TO DO:
Copy out each line of the entries below in which the string "wooden" appears.

Data extracted from a collection:
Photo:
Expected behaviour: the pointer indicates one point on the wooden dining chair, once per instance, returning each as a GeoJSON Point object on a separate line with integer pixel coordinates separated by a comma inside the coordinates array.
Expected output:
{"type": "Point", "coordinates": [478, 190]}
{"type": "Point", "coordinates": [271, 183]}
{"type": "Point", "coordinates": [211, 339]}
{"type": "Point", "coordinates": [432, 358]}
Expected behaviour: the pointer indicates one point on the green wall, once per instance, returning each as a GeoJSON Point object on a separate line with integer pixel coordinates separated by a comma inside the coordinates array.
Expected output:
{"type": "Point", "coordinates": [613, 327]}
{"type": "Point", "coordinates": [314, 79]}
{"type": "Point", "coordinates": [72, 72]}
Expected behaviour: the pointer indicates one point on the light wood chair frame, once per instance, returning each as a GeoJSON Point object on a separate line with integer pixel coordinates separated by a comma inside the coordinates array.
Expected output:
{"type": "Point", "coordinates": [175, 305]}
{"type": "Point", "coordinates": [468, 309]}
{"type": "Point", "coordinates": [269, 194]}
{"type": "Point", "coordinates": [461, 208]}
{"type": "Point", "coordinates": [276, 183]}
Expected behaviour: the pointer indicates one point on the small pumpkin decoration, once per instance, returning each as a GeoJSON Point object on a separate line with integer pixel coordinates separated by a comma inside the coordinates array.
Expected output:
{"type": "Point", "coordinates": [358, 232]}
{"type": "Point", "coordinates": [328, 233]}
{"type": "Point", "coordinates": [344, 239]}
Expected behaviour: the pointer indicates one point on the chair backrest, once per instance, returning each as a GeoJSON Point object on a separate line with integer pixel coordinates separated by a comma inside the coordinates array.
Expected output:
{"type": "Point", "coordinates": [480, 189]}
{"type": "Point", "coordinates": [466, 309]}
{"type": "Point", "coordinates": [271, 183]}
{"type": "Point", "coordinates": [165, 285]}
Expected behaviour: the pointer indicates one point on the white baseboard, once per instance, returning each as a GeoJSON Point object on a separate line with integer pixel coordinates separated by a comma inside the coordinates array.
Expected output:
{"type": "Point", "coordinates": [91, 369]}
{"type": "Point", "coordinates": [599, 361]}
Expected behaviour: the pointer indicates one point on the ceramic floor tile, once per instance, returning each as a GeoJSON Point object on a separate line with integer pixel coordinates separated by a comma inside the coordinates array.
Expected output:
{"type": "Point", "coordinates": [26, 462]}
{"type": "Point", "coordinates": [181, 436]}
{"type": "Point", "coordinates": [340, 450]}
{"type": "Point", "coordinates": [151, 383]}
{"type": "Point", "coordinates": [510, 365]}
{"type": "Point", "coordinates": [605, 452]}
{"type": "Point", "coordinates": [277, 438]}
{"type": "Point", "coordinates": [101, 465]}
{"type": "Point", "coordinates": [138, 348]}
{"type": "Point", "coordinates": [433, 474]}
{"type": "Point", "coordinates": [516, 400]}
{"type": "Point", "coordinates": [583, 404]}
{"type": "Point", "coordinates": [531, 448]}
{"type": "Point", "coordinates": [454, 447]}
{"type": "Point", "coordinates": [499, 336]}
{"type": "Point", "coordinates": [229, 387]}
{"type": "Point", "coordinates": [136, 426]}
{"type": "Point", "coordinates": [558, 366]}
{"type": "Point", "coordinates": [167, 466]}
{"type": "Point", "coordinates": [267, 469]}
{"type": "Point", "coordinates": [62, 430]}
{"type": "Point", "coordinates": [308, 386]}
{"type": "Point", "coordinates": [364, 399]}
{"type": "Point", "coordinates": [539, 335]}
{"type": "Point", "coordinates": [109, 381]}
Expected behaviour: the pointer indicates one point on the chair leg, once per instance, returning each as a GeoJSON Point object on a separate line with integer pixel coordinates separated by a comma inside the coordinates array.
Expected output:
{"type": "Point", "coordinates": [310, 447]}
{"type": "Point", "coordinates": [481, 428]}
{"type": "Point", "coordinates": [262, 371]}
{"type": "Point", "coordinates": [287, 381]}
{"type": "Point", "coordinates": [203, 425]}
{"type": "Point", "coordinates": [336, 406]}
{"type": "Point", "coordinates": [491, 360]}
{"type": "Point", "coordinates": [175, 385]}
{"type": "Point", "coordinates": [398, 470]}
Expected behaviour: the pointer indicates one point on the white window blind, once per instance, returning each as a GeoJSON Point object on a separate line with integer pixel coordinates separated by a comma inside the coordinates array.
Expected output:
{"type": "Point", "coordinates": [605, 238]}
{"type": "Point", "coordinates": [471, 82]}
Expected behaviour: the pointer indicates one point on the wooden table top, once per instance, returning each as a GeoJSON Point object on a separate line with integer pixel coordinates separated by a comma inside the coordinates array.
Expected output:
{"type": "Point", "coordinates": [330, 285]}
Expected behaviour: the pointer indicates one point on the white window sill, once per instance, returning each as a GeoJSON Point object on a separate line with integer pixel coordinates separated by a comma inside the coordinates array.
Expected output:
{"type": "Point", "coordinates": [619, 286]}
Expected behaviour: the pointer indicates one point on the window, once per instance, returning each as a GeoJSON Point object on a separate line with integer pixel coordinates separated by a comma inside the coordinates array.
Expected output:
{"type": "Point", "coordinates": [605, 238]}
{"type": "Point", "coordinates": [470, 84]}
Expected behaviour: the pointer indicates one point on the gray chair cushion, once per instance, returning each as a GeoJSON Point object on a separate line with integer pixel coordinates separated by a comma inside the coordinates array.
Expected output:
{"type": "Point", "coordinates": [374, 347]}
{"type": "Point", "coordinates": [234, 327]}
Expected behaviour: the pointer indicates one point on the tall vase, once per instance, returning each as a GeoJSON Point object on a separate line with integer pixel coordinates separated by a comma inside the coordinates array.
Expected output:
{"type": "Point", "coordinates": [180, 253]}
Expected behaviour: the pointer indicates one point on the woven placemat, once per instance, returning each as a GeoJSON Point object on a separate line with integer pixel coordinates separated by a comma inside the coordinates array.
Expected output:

REPLY TO THE EXERCISE:
Expected behaviour: the pointer indicates one point on the wooden dining chair, once per instance, returning each as a GeoJSON Point object on a separate line with integer pixel coordinates separated by a comma inside the coordinates array.
Expected behaviour: the pointer indicates one point on the wooden table top, once per instance, returning each as a GeoJSON Point object on a separate line with integer pixel coordinates separated by a comma inside the coordinates array.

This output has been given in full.